• SUPPLIED PASSAGE:
-=-=-=-=-

Remembering Carman area’s Charlie Red Star

Greg Vandermeulen

“It started coming lower and lower, and that’s when I saw it. It was the shape of a saucer and had these little windows.”

That’s one witness account of a mysterious time in Manitoba history.

For an incredible two years (1975-76), Manitobans reported nightly viewings of a UFO they called Charlie Red Star. And nowhere were the sightings more predominant than in Carman, although communities including Roland, Portage, Morden, Halbstadt, Elm Creek and Altona also reported contact.

But author and UFO researcher Grant Cameron was there and he remembers the excitement surrounding the sightings.

That prompted him to write a book about the phenomenon called “Charlie Red Star - True Reports of One of North America’s Biggest UFO Sightings”.

The manuscript didn’t see the light of day until now, and for the first time people can read about the arrival of Charlie Red Star, witness testimonies, and ideas on what Charlie Red Star really was, and what brought it to Manitoba.

Cameron said so far he’s received feedback on the story from people in the UFO community.

“They’re very entertained with what people saw,” he said. “It’s a pretty positive reaction.”

-=-=-=-=-

• EXTRACTED RECORDS:
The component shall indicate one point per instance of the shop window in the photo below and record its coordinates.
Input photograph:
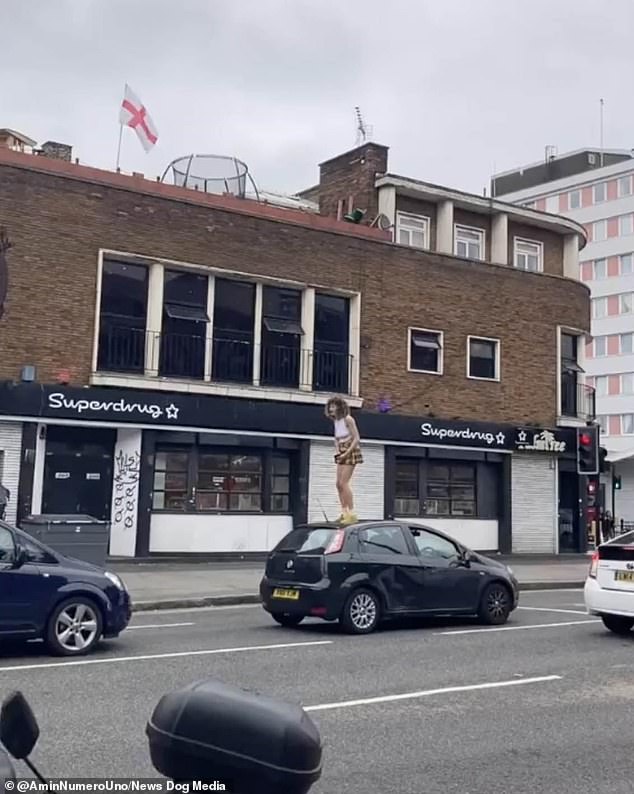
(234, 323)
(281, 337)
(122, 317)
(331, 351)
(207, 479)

-=-=-=-=-

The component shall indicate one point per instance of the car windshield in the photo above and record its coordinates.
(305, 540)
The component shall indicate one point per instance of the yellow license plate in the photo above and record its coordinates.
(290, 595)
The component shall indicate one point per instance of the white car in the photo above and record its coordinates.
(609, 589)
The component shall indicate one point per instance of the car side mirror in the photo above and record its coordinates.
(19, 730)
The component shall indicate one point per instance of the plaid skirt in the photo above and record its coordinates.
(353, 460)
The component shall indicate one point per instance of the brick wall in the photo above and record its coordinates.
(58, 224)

-=-=-=-=-

• WRITTEN TASK 1: Repeat the Charlie Red Star article word for word, everything from "Remembering Carman area’s" down to "surrounding the sightings.".
• WRITTEN TASK 2: Extend the article on the Charlie Red Star sightings past its last sentence.
The data has no connection to the Charlie Red Star article.

• TASK RESPONSE 1:
Remembering Carman area’s Charlie Red Star

Greg Vandermeulen

“It started coming lower and lower, and that’s when I saw it. It was the shape of a saucer and had these little windows.”

That’s one witness account of a mysterious time in Manitoba history.

For an incredible two years (1975-76), Manitobans reported nightly viewings of a UFO they called Charlie Red Star. And nowhere were the sightings more predominant than in Carman, although communities including Roland, Portage, Morden, Halbstadt, Elm Creek and Altona also reported contact.

But author and UFO researcher Grant Cameron was there and he remembers the excitement surrounding the sightings.

• TASK RESPONSE 2:
Charlie Red Star made almost nightly appearances, most commonly appearing as a blood-red pulsing ball of light. It was spotted on the ground and in the air on multiple occasions.

Long journey for book

Cameron said it’s been a long journey to publish the book, which was considered to hot to handle by a Winnipeg publisher shortly after the incidents faded away.

“The publisher said, you may believe in this kind of stuff, count me among the unbelievers,” he said.

About three years ago, the manuscript was rediscovered at his sister’s place and the journey toward publishing began again. This time it was Dundurn that decided to put it into book form.

The book is filled with eye witness accounts, although names have been changed. The frequency and detail of the sightings is what makes this UFO stand out according to Cameron.

UFO capital

“It was the intensity of the sightings,” he said. “At the time that this was happening the National Enquirer was coming up from Florida and they were going to call (Carman) the UFO capital of the world, there was just that many sightings.”

Cameron said sightings were being reported over a wide area in 1975-76.

“It was going on in Minnesota, very heavy in Wisconsin, very heavy in Ontario,” he said. “Across the border we had all these intrusions by UFOs inside nuclear weapon storage facilities. It was really a very big story.”

So why is the story relatively unknown today?

“A lot of places like Roswell have turned these stories into huge industries,” he said. “The story here sort of faded away. Nobody really knows the Charlie Red Star story.”

At the time the story was covered locally, provincially and even internationally.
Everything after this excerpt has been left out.